Task brief: Every line in the entries where "lawn" is found should be copied.

[Items from a data source]
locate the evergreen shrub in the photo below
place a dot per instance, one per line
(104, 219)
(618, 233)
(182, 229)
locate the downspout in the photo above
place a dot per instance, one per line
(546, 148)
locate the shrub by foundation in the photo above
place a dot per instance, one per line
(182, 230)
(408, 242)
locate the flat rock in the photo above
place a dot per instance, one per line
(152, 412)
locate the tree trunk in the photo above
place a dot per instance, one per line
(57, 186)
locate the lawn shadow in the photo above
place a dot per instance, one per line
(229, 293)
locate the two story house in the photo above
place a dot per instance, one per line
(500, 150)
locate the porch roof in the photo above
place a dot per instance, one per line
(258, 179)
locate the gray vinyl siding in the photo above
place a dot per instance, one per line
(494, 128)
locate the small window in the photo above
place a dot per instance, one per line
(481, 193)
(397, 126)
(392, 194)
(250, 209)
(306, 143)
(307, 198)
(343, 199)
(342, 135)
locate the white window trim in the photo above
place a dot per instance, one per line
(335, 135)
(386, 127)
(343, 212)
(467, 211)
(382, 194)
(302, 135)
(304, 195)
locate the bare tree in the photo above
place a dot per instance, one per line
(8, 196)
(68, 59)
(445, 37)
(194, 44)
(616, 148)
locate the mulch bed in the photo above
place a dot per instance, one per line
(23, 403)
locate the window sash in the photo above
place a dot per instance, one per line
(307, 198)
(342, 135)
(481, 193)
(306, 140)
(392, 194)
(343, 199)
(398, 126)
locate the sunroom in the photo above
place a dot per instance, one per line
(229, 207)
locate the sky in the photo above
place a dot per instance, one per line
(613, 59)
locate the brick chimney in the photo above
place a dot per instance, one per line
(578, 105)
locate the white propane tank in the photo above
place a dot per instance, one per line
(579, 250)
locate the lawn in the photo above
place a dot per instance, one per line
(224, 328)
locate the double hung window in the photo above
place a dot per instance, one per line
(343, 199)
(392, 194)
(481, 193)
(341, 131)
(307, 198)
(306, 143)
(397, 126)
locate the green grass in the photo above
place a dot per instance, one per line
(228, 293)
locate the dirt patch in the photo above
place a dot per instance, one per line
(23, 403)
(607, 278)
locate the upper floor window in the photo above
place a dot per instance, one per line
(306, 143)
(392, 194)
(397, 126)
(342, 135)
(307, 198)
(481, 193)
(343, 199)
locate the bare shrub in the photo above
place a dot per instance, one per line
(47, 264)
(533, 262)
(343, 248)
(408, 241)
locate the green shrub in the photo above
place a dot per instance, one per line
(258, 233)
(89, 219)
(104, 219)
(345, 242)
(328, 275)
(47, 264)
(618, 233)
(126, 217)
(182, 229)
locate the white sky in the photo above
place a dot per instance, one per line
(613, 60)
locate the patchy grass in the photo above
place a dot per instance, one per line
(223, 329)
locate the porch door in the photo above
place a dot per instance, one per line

Output below:
locate the lawn shadow in the photo above
locate the lawn in the photo above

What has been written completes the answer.